**WHAT IS EXPECTED**
Rewrite every line from the one containing "Q: report a point for each instance of the woman's eye" down to the end of the items, increasing each coordinate value in the answers by 26 and leaving all other text unchanged.

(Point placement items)
◆ ◆ ◆ ◆ ◆ ◆ ◆
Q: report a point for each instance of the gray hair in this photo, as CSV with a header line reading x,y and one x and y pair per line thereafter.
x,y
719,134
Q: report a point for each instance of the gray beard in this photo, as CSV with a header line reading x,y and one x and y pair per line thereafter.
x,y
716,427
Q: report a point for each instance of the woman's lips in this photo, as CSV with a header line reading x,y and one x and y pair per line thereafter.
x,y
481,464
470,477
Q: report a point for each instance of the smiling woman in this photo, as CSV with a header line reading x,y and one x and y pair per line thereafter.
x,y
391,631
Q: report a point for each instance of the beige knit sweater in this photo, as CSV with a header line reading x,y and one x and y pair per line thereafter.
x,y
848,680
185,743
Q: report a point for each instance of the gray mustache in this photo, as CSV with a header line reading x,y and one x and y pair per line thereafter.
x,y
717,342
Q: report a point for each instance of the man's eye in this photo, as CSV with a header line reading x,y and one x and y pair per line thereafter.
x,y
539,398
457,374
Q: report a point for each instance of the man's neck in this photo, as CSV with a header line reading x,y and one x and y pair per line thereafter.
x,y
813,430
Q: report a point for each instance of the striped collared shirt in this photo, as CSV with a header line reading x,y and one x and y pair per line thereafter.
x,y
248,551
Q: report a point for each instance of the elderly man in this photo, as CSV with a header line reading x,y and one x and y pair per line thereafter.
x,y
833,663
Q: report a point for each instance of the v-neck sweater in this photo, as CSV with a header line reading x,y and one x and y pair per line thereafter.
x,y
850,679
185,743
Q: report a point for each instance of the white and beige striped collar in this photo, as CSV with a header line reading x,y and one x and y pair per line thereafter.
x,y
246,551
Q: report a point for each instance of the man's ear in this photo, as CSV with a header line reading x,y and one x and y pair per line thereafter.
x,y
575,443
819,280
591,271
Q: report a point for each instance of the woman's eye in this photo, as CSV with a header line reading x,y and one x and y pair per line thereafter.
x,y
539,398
◆ ◆ ◆ ◆ ◆ ◆ ◆
**FINISHED TASK**
Q: report a point for each instance of the woman's eye in this photo, as CSV with a header line reading x,y and one x and y pair per line thereafter.
x,y
565,424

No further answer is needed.